- [WHAT THE EXERCISE ASKS]:
Without the pictures, copy the entries below word for word.

- [LISTING]:
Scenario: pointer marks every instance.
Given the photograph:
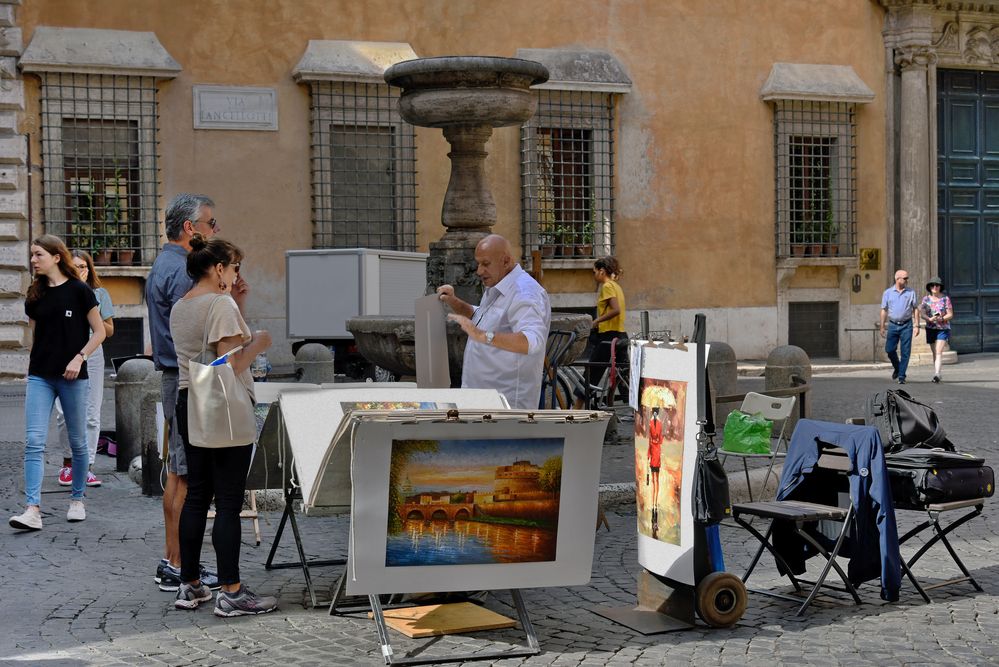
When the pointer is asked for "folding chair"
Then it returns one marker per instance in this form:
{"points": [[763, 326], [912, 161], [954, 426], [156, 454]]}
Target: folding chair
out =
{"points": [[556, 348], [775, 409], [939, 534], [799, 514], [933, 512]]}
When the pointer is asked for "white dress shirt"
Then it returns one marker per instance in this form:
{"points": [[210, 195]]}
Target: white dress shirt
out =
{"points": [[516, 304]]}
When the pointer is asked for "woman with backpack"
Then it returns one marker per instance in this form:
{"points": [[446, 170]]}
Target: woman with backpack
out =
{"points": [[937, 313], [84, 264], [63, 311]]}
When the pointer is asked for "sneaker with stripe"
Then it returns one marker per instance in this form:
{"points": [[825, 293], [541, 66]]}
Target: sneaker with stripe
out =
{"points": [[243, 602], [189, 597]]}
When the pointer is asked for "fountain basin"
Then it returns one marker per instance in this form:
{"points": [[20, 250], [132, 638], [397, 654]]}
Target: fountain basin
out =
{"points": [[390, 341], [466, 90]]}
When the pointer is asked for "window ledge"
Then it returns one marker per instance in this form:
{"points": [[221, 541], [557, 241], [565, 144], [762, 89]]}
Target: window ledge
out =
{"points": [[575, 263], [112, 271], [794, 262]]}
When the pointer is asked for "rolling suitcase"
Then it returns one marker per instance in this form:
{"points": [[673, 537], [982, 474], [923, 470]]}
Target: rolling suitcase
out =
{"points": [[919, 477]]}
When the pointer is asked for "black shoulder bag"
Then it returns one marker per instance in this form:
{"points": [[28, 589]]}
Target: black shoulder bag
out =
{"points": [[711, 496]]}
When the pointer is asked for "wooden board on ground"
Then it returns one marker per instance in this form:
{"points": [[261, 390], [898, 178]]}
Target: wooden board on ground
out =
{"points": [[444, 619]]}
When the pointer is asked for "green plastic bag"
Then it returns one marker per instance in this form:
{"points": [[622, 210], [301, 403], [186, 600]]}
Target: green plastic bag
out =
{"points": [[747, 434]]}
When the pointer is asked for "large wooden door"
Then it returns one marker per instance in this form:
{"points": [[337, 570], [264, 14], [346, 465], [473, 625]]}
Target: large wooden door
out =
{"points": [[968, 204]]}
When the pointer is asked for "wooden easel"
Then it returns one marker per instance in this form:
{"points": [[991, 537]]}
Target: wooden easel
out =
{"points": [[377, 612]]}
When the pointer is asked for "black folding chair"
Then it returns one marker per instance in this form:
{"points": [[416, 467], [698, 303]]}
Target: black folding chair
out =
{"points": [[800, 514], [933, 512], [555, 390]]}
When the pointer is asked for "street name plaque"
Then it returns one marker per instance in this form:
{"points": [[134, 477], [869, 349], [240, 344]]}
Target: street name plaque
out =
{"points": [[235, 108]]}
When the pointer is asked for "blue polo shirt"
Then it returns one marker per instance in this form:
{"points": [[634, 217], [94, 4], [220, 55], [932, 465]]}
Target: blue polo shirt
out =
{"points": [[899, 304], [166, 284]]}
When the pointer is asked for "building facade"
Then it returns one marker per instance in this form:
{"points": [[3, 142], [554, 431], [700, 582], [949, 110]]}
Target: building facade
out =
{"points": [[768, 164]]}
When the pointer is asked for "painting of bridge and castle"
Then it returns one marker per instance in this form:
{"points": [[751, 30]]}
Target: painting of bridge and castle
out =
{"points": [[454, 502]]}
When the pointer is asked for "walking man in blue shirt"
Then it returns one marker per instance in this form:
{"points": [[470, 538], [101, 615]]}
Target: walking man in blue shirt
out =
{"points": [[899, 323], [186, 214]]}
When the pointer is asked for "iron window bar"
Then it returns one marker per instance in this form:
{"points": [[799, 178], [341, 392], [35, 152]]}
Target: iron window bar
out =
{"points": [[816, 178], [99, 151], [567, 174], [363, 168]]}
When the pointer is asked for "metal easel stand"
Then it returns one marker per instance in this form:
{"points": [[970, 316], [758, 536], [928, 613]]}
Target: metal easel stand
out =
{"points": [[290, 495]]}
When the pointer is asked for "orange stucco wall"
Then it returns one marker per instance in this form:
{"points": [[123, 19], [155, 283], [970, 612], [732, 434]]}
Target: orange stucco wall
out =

- [SOLUTION TO THIS TASK]:
Scenario: pointer marks every instance.
Given the photograph:
When the pointer is asked for "folding chair"
Then it returns one marker per instance in this form:
{"points": [[763, 326], [912, 161], [954, 426], [156, 454]]}
Target: folding chair
out =
{"points": [[556, 348], [775, 409], [939, 534], [799, 514], [933, 512]]}
When the pointer is asked for "white dress shirt"
Then it returns one marker per instance in this form:
{"points": [[210, 195]]}
Target: white dress shirt
out =
{"points": [[516, 304]]}
When the pointer is asked for "woman with backpack"
Then it returns one marker per instance in this form:
{"points": [[446, 170]]}
Target: woman with backpack
out =
{"points": [[937, 313], [84, 264], [63, 311]]}
When the pointer is asked for "sneaker with stripe"
Then it returns one marker per instance in this form:
{"points": [[825, 293], [541, 66]]}
Target: sneaker with stripe
out =
{"points": [[243, 602], [189, 597]]}
When the pointer is asked for "fountain basin"
Then it returns one marker per instance in this form:
{"points": [[20, 250], [132, 638], [397, 654]]}
Target: fountain basin
out =
{"points": [[390, 341], [466, 90]]}
When the pointer is asked for "window ledge"
Then it returns one marker per instance in this form:
{"points": [[221, 541], [557, 241], [565, 144], [762, 89]]}
Target: window ledge
out =
{"points": [[575, 263], [112, 271], [794, 262]]}
When the pointer is asked for "rolling suitcase"
Then it returns one marker per instance in this form:
{"points": [[673, 537], [982, 474], [923, 470]]}
Target: rolling suitcase
out =
{"points": [[919, 477]]}
When the pointer is asked for "black shoulder bag"
Then it returns one marker per instance in this form:
{"points": [[28, 589]]}
Target: black shoulder bag
out =
{"points": [[711, 496]]}
When the pointer is asked for "wooden board on ground"
Then it returns one marker per instance in this form:
{"points": [[261, 390], [898, 178]]}
Target: wooden board on ground
out =
{"points": [[444, 619]]}
When the pointer is asked for "green plastic bag"
Then it returns one marker per instance in this form:
{"points": [[622, 210], [301, 403], [186, 600]]}
Target: green plastic bag
out =
{"points": [[747, 434]]}
When the pointer is asked for "large wooden door"
Then it returns one marker per instance in this form:
{"points": [[337, 570], [264, 14], [346, 465], [473, 625]]}
Target: large wooden door
out =
{"points": [[968, 204]]}
When the pointer is asked for "wooden easel"
Then it returns one marker per instance in this form:
{"points": [[991, 537]]}
Target: wooden easel
out =
{"points": [[377, 612]]}
When the pointer is asked for "black folding chair"
Then it returns one marker per instance in this form:
{"points": [[416, 467], [698, 303]]}
Target: black folding chair
out =
{"points": [[800, 514], [933, 512], [555, 390]]}
When the pointer is asked for "street name plaque"
Then it returns one marker per instance in this form:
{"points": [[134, 477], [869, 349], [240, 344]]}
Target: street name plaque
out =
{"points": [[235, 108]]}
When the pointer is asked for "blue polo shirt"
Then it returns one marker per instance in this form:
{"points": [[634, 217], [94, 4], [220, 55], [932, 465]]}
Target: blue polo shirt
out =
{"points": [[899, 304], [166, 284]]}
When the pointer is asked for "building facade"
Then it returns one marker per instance in this form:
{"points": [[3, 142], [554, 431], [700, 582], [949, 110]]}
Target: building facade
out =
{"points": [[768, 164]]}
When the pointer is asked for "painting of bridge and castle"
Then it returns one marker per instance in this form:
{"points": [[751, 30]]}
Target: painting of bridge and castle
out =
{"points": [[454, 502]]}
When the pointer is asked for "walking man in blue shirt"
Then it returns one marker per instance in this form:
{"points": [[470, 538], [101, 615]]}
Target: walking man in blue shirt
out =
{"points": [[899, 323], [186, 214]]}
When the pointer is asked for "iron window bar"
Then it returns one marker per instance in this form:
{"points": [[799, 178], [341, 392], [35, 152]]}
Target: iron window bar
out =
{"points": [[816, 178], [99, 151], [567, 174], [363, 168]]}
When the pointer is asked for "metal easel stand"
Then it returns one marker per instance in this form:
{"points": [[970, 316], [758, 536], [928, 613]]}
Target: metal easel stand
out =
{"points": [[290, 495]]}
When the pointer is asked for "orange stucco wall"
Then it returns one marker per instance in this form:
{"points": [[123, 19], [155, 283], [970, 612], [732, 434]]}
Target: orange stucco wall
out =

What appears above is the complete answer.